## [Task material]
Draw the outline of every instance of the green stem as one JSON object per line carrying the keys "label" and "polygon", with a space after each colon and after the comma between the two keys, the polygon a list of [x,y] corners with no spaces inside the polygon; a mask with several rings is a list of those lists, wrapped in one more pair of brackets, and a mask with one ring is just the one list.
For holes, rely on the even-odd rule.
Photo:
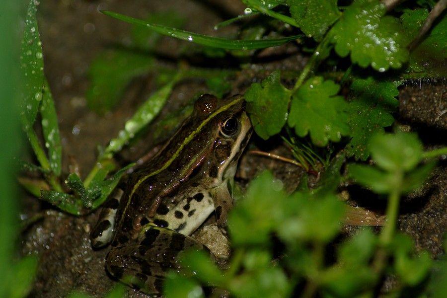
{"label": "green stem", "polygon": [[284,15],[283,14],[281,14],[281,13],[279,13],[262,5],[259,5],[258,4],[257,1],[253,1],[251,0],[249,0],[246,1],[246,3],[248,4],[250,8],[254,10],[259,11],[259,12],[263,13],[264,14],[270,15],[272,17],[274,17],[280,21],[282,21],[284,23],[289,24],[289,25],[293,26],[294,27],[296,27],[297,28],[299,27],[299,26],[295,22],[295,21],[294,20],[294,19],[293,19],[292,18],[289,16],[287,16],[287,15]]}
{"label": "green stem", "polygon": [[37,160],[40,163],[40,166],[46,171],[48,171],[49,172],[51,172],[51,168],[50,167],[50,162],[47,158],[45,152],[42,148],[34,130],[32,128],[30,128],[26,131],[26,134],[28,135],[29,143],[33,149],[33,151],[36,154],[36,157],[37,157]]}
{"label": "green stem", "polygon": [[433,158],[439,155],[447,154],[447,147],[427,151],[422,153],[423,158]]}
{"label": "green stem", "polygon": [[36,135],[34,130],[32,128],[29,128],[26,131],[26,134],[28,135],[29,143],[33,149],[33,151],[34,151],[34,154],[36,154],[37,160],[39,160],[39,163],[40,163],[40,166],[46,172],[47,180],[48,181],[48,183],[54,190],[64,192],[62,187],[59,183],[57,177],[55,176],[54,173],[51,170],[51,167],[50,166],[50,162],[48,161],[48,159],[47,158],[45,152],[40,145],[40,142],[39,142],[39,139],[37,138],[37,135]]}
{"label": "green stem", "polygon": [[295,83],[295,85],[294,86],[294,88],[292,89],[293,94],[302,85],[304,80],[315,68],[317,62],[319,59],[321,59],[321,56],[323,56],[323,58],[324,58],[325,55],[323,55],[323,53],[327,50],[327,48],[329,44],[329,39],[330,38],[328,37],[328,35],[326,34],[324,39],[318,44],[315,52],[313,52],[313,54],[312,54],[312,56],[310,56],[310,58],[307,61],[305,66],[302,70],[302,72],[301,73],[299,76],[298,77],[298,79],[297,80],[297,82]]}
{"label": "green stem", "polygon": [[315,258],[315,272],[306,283],[306,286],[301,294],[302,298],[311,298],[314,297],[318,289],[318,281],[320,273],[323,268],[325,255],[324,244],[318,242],[314,243],[313,255]]}
{"label": "green stem", "polygon": [[[399,173],[400,182],[403,180],[403,174]],[[386,207],[386,224],[383,227],[380,233],[380,244],[383,247],[386,247],[391,244],[394,235],[396,227],[397,225],[397,216],[399,214],[399,205],[400,197],[400,186],[396,185],[396,188],[388,197],[388,206]]]}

## [Your objective]
Transcribe the whole listing exactly. Pictures are excluded.

## [Completed task]
Draw the outline of every instance of the green stem as one JSON object per line carrying the keys "label" and "polygon", with a space after each colon and after the comma between the two keys, the polygon a list of [x,y] corners with no spaces inside the polygon; a mask with several rings is a list of those lists, wrapped in one more pair of brackets, and a mask with one ring is just the one list.
For holes, rely on the even-odd rule.
Photo:
{"label": "green stem", "polygon": [[284,15],[283,14],[281,14],[281,13],[279,13],[262,5],[259,5],[258,4],[257,1],[253,1],[251,0],[249,0],[246,1],[246,3],[248,4],[250,8],[254,10],[259,11],[259,12],[263,13],[264,14],[270,15],[272,17],[274,17],[280,21],[282,21],[284,23],[289,24],[289,25],[293,26],[294,27],[296,27],[297,28],[299,27],[299,26],[295,22],[295,21],[294,20],[294,19],[293,19],[292,18],[289,16],[287,16],[287,15]]}
{"label": "green stem", "polygon": [[37,160],[40,163],[40,166],[46,171],[48,171],[49,172],[51,172],[51,168],[50,167],[50,162],[47,158],[45,152],[42,148],[34,130],[32,128],[30,128],[26,131],[26,134],[28,135],[29,143],[33,149],[33,151],[36,154],[36,157],[37,157]]}
{"label": "green stem", "polygon": [[433,158],[439,155],[447,154],[447,147],[427,151],[422,153],[423,158]]}
{"label": "green stem", "polygon": [[36,135],[34,130],[32,128],[29,128],[26,131],[26,134],[28,135],[29,143],[33,149],[33,151],[34,151],[34,154],[36,154],[37,160],[39,160],[39,163],[40,163],[40,166],[46,172],[47,180],[48,181],[48,183],[54,190],[64,192],[62,187],[59,183],[57,177],[55,176],[54,173],[51,170],[51,167],[50,166],[50,162],[48,161],[48,159],[47,158],[45,152],[40,145],[40,142],[39,142],[39,139],[37,138],[37,135]]}
{"label": "green stem", "polygon": [[295,83],[295,85],[294,86],[294,88],[292,89],[293,94],[302,85],[304,80],[315,68],[317,62],[319,59],[321,59],[321,56],[323,56],[323,58],[324,58],[325,55],[323,55],[323,53],[327,50],[327,48],[329,44],[329,39],[330,38],[328,37],[328,35],[326,34],[324,39],[318,44],[315,52],[313,52],[313,54],[312,54],[312,56],[310,56],[310,58],[307,61],[305,66],[302,70],[302,72],[301,73],[299,76],[298,77],[298,79],[297,80],[297,82]]}
{"label": "green stem", "polygon": [[315,258],[315,272],[306,283],[306,286],[301,294],[302,298],[311,298],[314,297],[318,289],[318,281],[320,273],[323,268],[325,255],[324,244],[318,242],[314,243],[313,255]]}
{"label": "green stem", "polygon": [[[399,173],[400,182],[403,180],[403,174]],[[386,207],[386,224],[383,227],[380,233],[380,244],[383,247],[386,247],[391,244],[394,235],[396,227],[397,225],[397,216],[399,214],[399,205],[400,197],[400,186],[396,185],[396,188],[388,197],[388,206]]]}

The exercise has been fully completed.